### Tâche A
Dans le dernier message du document, pour quelle raison l'acquiescement est-il donné une deuxième fois ? Répondez en une à trois phrases.
### Tâche B
Remettez à l'échelle, s'il vous plaît, la partie des lignes de données qui va de la ligne contenant « [pin] dark black background -- one per line » jusqu'à la dernière ligne de données, bornes incluses. Recopiez uniquement ces lignes, demandes comprises, en multipliant chaque coordonnée des réponses par 1,55 et en arrondissant à l'entier, les demis vers le haut.

### Document
Ce film m'avait beaucoup plu, quand je l'ai vu il y a longtemps. Toutefois, les films des seventies ont souvent morflé (esthétique, thématique) et les désillusions sont légions.
Concédons d'emblée que ce film est un curieux mélange de qualités et de défauts : il tient, à certains moments, du roman-photo, voire du mélodrame par des effets très appuyés.
Mais l'essentiel est ailleurs. Par exemple, dans une mise en scène inventive (cadrages, décors et couleurs sont toujours judicieusement choisis et soignés) ; dans une description d'un "amour fou" qui se heurte à un passé indélébile et plonge chaque personnage dans l'ambiguïté ; dans le déferlement de passions (sentiment de culpabilité, désir de rachat, solitude, recherche des divertissements -jeu et plaisir- qui étourdissent, etc.) qui dessinent l'humaine condition. L'univers brumeux de cette station balnéaire n'est pas sans évoquer celui de Dostoïevski, et Delon, excellent en professeur original, tourmenté, vrai, proche et lointain à la fois, une sorte de prince Mychkine.
"Le professeur" demeure un film unique et intrigant, même si c'est encore la version française qui sort là. L'Italienne comportait 20 minutes de plus, à peu près. A ranger dans la filmo de Delon, à côté d'autres exceptions comme "Mr. Klein", "Notre histoire", ou "L'insoumis".
Une synthèse bien venue : j'acquiesce…
En fait, sans mériter une critique aussi sévère que la vôtre, il est vrai que "Le professeur" a vieilli. Post viscontien (ses thèmes, son cast), le film est un peu prétentieux, assez mal fichu (le montage est abrupt, l'enchaînement des séquences déséquilibré) et le look désuet. Il y a cependant dans ce film un romantisme glauque, une désespérance jusqu'auboutiste assez rares et Delon est très étonnant en loser détruit de l'intérieur, sans énergie ni même volonté de vivre. Ses relations avec Spider sont intrigantes et sa mort, un final approprié. Il est vrai que l'oeuvre est gravement mysogine, que les femmes y sont dépeintes comme des êtres corrompus, soumis, calculateurs, destructeurs, mais cela demeure une oeuvre estimable.
"Romantisme glauque (…) Désespérance (…) sans volonté de vivre". Oui, et ces thèmes – et la façon dont ils sont traités – donnent au film son intérêt. J'acquiesce donc une deuxième fois !

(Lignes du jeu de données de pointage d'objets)
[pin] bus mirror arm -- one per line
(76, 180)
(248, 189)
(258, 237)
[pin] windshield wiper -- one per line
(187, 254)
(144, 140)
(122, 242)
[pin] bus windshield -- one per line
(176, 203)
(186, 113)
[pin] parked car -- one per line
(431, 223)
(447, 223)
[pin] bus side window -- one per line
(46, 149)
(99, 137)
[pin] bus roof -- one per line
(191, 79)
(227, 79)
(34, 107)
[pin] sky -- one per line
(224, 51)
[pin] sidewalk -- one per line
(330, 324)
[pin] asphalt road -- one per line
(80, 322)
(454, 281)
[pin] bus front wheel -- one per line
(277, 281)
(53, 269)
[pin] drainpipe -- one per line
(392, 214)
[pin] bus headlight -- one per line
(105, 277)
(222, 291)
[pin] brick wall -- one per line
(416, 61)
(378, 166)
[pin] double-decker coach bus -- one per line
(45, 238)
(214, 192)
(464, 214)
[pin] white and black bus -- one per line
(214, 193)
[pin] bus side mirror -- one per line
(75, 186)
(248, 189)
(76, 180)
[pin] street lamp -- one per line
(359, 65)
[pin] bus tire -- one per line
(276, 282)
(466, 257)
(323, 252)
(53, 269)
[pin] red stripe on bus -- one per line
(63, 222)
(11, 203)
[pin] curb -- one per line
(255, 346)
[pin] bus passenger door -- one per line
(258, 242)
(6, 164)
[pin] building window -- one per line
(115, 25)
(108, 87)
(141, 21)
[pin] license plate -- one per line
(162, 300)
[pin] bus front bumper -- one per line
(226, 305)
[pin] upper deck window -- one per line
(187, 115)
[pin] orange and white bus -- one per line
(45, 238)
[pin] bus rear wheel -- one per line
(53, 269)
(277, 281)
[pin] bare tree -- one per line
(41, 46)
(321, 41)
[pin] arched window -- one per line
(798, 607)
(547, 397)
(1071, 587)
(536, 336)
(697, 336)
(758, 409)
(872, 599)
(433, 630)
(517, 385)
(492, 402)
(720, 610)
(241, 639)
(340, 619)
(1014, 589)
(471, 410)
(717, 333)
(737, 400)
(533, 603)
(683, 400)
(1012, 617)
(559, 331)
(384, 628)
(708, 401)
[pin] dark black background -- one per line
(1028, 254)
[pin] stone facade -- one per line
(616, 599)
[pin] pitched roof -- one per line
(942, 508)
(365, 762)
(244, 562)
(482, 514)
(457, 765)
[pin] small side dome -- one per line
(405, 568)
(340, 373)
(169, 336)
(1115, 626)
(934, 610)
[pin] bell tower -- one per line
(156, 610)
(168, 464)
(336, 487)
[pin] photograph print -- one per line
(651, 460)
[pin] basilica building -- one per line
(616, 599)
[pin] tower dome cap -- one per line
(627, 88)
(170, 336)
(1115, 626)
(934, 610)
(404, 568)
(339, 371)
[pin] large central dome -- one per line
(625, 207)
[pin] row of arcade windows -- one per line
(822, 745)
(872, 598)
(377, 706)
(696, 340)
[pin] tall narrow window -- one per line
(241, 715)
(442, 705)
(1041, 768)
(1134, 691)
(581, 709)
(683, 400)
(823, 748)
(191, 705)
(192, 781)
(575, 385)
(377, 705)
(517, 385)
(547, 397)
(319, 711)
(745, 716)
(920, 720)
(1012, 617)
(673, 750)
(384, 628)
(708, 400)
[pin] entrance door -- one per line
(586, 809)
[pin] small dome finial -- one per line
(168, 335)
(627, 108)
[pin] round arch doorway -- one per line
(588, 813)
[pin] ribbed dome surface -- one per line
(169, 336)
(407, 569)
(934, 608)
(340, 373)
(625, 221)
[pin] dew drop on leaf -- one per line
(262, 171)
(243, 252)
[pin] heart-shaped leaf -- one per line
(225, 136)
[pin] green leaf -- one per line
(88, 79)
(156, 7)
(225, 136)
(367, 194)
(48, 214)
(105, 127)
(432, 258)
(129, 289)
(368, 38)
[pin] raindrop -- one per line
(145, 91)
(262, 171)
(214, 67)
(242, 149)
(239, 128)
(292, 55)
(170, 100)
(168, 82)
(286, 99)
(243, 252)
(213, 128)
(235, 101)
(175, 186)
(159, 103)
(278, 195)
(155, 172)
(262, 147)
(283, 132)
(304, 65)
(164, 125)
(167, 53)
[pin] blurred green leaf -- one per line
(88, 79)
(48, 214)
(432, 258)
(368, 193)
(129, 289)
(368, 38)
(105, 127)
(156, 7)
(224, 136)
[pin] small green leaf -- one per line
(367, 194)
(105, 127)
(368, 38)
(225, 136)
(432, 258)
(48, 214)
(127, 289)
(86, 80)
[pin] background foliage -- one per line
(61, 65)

### Réponse complète A
Le romantisme glauque, la désespérance et l'absence de volonté de vivre sont des thèmes qui donnent au film son intérêt, tout comme la façon dont ils sont traités.

### Réponse complète B
[pin] dark black background -- one per line
(1593, 394)
[pin] stone facade -- one per line
(955, 928)
[pin] pitched roof -- one per line
(1460, 787)
(566, 1181)
(378, 871)
(747, 797)
(708, 1186)
[pin] small side dome -- one per line
(628, 880)
(527, 578)
(262, 521)
(1728, 970)
(1448, 946)
[pin] bell tower -- one per line
(242, 946)
(260, 719)
(521, 755)
[pin] photograph print -- one per line
(1009, 713)
[pin] basilica building -- one per line
(955, 928)
[pin] tower dome cap -- one per line
(972, 136)
(264, 521)
(1728, 970)
(1448, 946)
(626, 880)
(525, 575)
[pin] large central dome -- one per line
(969, 321)
[pin] row of arcade windows -- one per line
(1274, 1155)
(1352, 927)
(584, 1094)
(1079, 527)
[pin] tall narrow window -- one per line
(374, 1108)
(685, 1093)
(1614, 1190)
(1758, 1071)
(901, 1099)
(1059, 620)
(1276, 1159)
(296, 1093)
(298, 1211)
(891, 597)
(584, 1093)
(801, 597)
(848, 615)
(494, 1102)
(1155, 1110)
(1426, 1116)
(1569, 956)
(1043, 1163)
(595, 973)
(1097, 620)
[pin] entrance door -- one per line
(908, 1254)
[pin] small dome finial -- one per line
(260, 519)
(972, 167)
[pin] round arch doorway -- one per line
(911, 1260)
[pin] ribbed dome surface -- one per line
(262, 521)
(631, 882)
(1448, 942)
(527, 578)
(969, 343)
[pin] dew drop on leaf -- one per line
(406, 265)
(377, 391)
[pin] heart-shaped leaf -- one per line
(349, 211)
[pin] green leaf -- one per line
(136, 122)
(242, 11)
(349, 211)
(569, 301)
(74, 332)
(163, 197)
(670, 400)
(200, 448)
(570, 59)
[pin] raindrop -- one per line
(225, 141)
(406, 265)
(332, 104)
(375, 231)
(370, 198)
(453, 85)
(264, 155)
(260, 127)
(443, 153)
(377, 391)
(330, 198)
(364, 157)
(271, 288)
(246, 160)
(431, 302)
(240, 267)
(406, 228)
(439, 205)
(471, 101)
(254, 194)
(259, 82)
[pin] blurred green leaf -- one per line
(136, 122)
(74, 332)
(670, 400)
(570, 299)
(200, 448)
(570, 59)
(163, 197)
(242, 11)
(347, 211)
[pin] small green leaf -- one per line
(569, 301)
(163, 197)
(570, 59)
(349, 211)
(670, 400)
(74, 332)
(197, 448)
(133, 124)
[pin] background foliage -- one per line
(95, 101)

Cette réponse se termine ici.